▸ Exercise instructions:
Retype the section of the transportation innovations article starting with "3. Electric Cars" and going on through "more at Buisnessweek.", word for word.

-- begin Provided text --

Five Transportation Innovations That Will Save You Time and Money
There are few in this world who can say they've never sat, solemnly, in some sort of traffic. This New York Times article reported that the average American commuter spends a whopping 38 hours per year in it. Money, in addition to good spirits, is lost as time is spent idle in the car or bus. Thankfully, help is on the way.
Complied here are new forms of transit that will likely become institutions in the near future.
1. Maglev Trains The main difference between traditional style trains most commonly used today and maglev ones is that the latter has no wheels. These locomotives levitate. The tracks they run on are magnetized. The trains use the force this creates to propel themselves upward and forward at high speeds. Running these engines requires the consumption of only a small amount of fuel. Thus, in addition to being faster than traditional style locomotives, these ones are more eco-friendly and less costly to operate. One challenge associated with instituting maglev trains is that there is a large start-up cost. Nevertheless, Maglev trains are already in operation in places like Germany and China, perhaps becoming the norm of rail travel by 2030. Learn more at Discovery News.
2. Bike Share Programs Bike share programs are set up like this: many stations are situated throughout a particular municipality and people pay a small fee at these stations and then are allowed to take a bike and ride it to another station. This is a helpful tool in city environments, where many times, due to traffic, it takes a shorter time to just bike to a destination rather than drive. Since bikes emit no harmful emissions, riding is an eco-friendly method of transportation. It is even healthy, and not to mention inexpensive. One obvious downside to biking is that it is not a realistic mode of transportation when going longer distances. Bike share programs already exist in many places throughout the United States and Europe. A highly anticipated pilot program will be launched this summer in New York City. Read more at USA Today.
3. Electric Cars For environmentalists, money-savers, and individuals, the electric car is a good solution to the transportation crisis at hand. These automobiles just need to be plugged in to the appropriate outlet and then are good to go. The cars do almost no harm to the environment and allow people to pass on paying for expensive gas. Despite all the advantages it presents, there is one major drawback to the electric car. This is that traffic is still an issue with it. Still, such automobiles are operated today and growing more and more popular. One study published by IDC Energy Insights stated that by 2015 there will be three million on the road. Read more at Buisnessweek.

-- end Provided text --
-- begin Information provided --

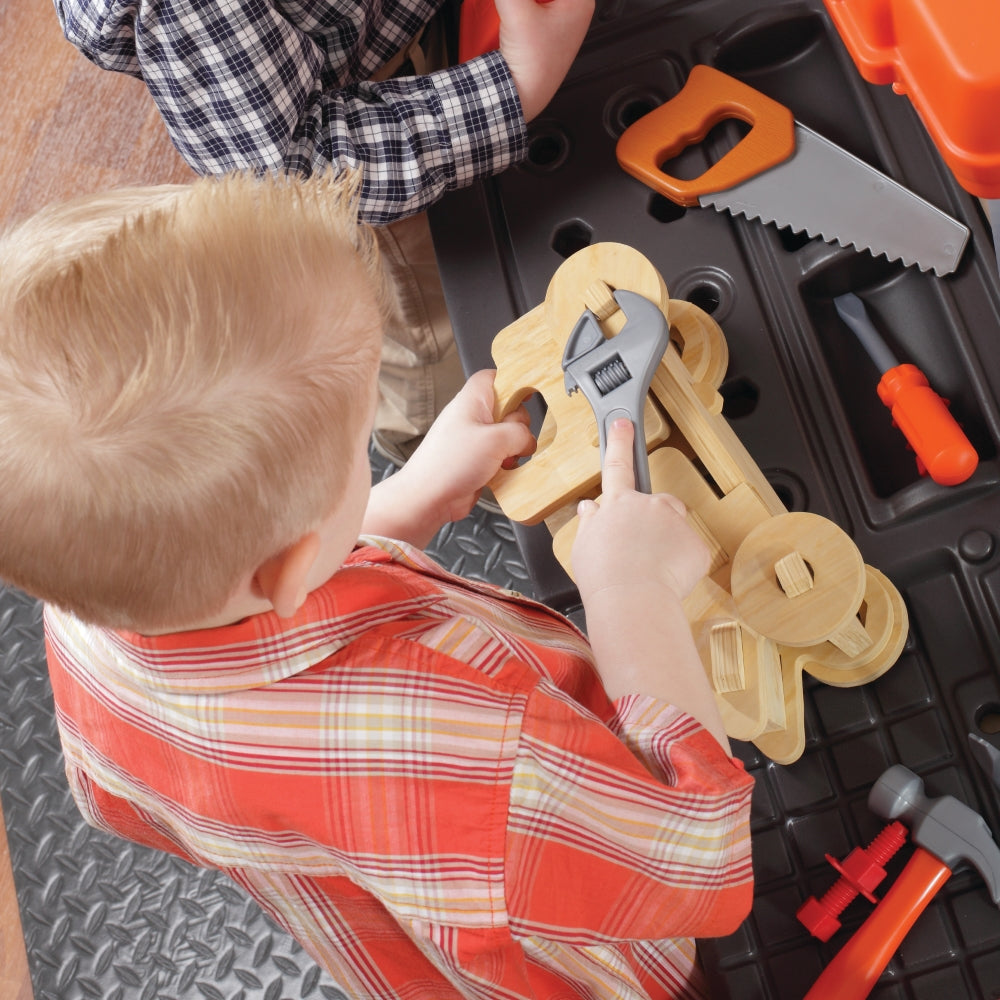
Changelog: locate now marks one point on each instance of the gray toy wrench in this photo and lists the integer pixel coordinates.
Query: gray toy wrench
(615, 373)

-- end Information provided --

▸ Solution for this problem:
3. Electric Cars For environmentalists, money-savers, and individuals, the electric car is a good solution to the transportation crisis at hand. These automobiles just need to be plugged in to the appropriate outlet and then are good to go. The cars do almost no harm to the environment and allow people to pass on paying for expensive gas. Despite all the advantages it presents, there is one major drawback to the electric car. This is that traffic is still an issue with it. Still, such automobiles are operated today and growing more and more popular. One study published by IDC Energy Insights stated that by 2015 there will be three million on the road. Read more at Buisnessweek.